Data section »

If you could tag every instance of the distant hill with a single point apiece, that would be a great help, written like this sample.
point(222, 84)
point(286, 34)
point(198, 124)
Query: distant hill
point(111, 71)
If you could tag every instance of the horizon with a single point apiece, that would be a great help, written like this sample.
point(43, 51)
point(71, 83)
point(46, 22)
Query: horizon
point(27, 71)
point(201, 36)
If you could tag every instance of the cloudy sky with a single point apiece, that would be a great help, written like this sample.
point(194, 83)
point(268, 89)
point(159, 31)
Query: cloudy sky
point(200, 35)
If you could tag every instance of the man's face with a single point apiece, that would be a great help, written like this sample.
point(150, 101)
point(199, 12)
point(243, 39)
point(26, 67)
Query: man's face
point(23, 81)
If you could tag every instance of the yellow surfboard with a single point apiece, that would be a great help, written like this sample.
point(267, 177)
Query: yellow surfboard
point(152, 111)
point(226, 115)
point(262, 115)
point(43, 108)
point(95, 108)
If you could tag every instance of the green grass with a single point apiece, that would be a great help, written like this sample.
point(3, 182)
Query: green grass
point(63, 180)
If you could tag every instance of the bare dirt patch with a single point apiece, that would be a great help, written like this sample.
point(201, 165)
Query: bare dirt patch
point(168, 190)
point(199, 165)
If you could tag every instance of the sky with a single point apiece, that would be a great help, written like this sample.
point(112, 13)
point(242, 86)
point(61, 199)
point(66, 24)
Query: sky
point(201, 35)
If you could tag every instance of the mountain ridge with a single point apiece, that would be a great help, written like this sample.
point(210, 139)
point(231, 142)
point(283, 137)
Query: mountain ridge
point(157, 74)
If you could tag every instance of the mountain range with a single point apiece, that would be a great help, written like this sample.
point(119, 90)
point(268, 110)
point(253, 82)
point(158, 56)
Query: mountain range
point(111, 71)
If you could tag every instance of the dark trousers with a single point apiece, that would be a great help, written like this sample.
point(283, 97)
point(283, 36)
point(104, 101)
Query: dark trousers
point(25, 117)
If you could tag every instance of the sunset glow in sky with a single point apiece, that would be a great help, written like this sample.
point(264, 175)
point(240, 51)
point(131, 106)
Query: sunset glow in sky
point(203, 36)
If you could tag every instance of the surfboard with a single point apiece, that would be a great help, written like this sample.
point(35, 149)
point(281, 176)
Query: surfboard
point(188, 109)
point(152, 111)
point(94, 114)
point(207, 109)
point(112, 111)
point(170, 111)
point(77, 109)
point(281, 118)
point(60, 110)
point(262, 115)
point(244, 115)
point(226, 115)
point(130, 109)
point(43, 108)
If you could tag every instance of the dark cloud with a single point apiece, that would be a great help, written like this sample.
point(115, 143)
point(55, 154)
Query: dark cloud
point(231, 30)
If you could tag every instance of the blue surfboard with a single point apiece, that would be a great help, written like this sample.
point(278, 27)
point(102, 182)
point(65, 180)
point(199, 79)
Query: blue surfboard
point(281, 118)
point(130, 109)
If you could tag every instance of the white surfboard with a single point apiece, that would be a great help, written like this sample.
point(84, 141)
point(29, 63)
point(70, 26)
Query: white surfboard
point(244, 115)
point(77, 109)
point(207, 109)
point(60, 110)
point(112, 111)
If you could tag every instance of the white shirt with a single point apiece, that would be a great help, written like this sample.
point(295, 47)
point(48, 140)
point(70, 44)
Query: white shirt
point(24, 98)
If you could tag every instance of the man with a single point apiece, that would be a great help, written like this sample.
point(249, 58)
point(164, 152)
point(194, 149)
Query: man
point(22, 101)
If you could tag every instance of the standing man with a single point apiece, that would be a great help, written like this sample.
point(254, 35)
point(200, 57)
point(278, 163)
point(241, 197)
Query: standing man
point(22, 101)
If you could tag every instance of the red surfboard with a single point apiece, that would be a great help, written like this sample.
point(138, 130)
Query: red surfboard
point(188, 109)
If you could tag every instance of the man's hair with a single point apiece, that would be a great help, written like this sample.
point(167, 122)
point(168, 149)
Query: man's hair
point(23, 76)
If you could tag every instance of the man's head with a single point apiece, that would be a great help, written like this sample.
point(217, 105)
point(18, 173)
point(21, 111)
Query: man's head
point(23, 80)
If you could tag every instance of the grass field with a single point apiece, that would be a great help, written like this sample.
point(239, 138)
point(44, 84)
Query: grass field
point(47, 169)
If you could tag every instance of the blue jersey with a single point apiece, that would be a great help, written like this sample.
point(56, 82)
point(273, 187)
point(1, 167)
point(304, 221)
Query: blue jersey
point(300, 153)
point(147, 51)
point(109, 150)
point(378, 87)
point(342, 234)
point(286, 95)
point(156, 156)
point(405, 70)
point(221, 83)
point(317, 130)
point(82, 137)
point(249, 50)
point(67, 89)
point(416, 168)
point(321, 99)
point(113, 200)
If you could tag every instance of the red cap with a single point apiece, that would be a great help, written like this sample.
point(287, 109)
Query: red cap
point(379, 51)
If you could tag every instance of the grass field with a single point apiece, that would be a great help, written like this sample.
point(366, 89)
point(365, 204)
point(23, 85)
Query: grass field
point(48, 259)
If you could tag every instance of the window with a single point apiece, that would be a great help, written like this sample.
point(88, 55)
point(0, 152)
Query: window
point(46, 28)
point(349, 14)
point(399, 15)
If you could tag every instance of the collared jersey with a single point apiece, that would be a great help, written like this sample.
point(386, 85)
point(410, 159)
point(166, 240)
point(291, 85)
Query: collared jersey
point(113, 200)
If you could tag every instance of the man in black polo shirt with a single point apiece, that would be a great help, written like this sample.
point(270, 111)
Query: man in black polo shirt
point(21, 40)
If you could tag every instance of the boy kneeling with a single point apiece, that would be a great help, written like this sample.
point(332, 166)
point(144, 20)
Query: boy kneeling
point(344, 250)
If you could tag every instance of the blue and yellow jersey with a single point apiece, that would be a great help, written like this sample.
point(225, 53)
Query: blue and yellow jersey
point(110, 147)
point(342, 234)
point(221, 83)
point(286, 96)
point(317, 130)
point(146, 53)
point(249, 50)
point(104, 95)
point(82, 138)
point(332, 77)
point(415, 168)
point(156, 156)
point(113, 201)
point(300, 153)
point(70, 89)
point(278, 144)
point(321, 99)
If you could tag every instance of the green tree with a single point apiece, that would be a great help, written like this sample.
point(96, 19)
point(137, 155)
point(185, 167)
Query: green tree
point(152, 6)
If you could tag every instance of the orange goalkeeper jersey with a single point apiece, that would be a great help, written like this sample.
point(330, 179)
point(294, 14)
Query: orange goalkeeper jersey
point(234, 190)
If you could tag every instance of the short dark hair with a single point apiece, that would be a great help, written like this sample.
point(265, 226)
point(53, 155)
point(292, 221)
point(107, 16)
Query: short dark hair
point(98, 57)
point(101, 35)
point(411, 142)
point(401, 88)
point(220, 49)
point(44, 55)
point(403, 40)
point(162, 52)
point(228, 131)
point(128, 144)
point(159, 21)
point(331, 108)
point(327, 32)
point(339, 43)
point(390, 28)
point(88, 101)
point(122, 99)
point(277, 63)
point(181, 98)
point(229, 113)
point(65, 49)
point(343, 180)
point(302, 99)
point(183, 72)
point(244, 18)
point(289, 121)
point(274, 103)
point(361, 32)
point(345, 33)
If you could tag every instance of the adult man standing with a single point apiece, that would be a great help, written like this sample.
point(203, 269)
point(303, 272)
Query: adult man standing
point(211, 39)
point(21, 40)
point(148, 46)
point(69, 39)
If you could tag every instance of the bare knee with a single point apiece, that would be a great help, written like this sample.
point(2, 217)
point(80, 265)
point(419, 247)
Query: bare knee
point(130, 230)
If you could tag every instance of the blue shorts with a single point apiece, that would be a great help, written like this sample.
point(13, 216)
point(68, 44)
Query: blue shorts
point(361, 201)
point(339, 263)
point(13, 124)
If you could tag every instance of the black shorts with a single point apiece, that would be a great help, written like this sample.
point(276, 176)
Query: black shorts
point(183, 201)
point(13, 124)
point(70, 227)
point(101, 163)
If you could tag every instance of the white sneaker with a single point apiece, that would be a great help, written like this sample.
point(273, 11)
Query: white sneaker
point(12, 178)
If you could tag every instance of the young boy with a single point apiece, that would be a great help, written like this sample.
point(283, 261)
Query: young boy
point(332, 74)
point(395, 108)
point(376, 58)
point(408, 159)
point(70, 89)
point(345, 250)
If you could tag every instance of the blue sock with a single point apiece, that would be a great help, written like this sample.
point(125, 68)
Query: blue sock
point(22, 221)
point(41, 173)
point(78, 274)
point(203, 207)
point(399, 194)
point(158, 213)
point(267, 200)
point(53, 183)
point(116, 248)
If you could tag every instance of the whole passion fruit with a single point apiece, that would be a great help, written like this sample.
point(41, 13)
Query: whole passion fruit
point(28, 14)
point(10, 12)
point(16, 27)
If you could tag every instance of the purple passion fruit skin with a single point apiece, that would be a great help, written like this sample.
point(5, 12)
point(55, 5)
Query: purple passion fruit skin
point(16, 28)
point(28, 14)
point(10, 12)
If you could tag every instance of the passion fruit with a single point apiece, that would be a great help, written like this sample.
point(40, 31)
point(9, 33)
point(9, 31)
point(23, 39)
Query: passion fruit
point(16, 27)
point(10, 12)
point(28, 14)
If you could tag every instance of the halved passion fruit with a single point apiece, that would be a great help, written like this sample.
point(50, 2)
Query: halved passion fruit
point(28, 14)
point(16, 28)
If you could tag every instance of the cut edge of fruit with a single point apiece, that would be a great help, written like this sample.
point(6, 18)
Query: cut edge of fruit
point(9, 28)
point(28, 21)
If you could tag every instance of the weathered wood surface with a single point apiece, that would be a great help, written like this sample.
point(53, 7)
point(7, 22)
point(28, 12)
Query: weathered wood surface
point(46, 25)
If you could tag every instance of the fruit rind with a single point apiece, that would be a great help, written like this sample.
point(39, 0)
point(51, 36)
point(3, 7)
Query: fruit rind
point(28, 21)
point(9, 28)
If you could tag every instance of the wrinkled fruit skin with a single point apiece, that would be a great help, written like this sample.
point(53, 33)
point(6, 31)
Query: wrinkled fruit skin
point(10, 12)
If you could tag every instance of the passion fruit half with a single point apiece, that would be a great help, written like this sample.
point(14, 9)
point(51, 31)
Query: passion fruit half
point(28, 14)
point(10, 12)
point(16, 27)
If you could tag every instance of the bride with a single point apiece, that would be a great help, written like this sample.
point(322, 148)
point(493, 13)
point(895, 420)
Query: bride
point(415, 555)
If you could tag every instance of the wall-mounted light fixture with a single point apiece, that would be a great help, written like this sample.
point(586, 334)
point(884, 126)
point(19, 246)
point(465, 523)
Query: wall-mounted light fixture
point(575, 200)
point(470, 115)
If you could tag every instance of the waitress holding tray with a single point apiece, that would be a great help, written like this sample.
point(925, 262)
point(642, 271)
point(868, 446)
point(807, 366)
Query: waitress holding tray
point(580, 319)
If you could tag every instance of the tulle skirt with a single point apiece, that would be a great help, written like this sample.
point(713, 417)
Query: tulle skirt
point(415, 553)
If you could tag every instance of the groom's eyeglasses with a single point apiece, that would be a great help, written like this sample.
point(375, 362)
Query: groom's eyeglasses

Instructions to follow » Scan the material above for the string "eyeglasses", and copy every line where it is found.

Your response »
If you could tag every instance of the groom's eyeglasses with a single point apiece, that would be a great help, written like this sample.
Query: groom's eyeglasses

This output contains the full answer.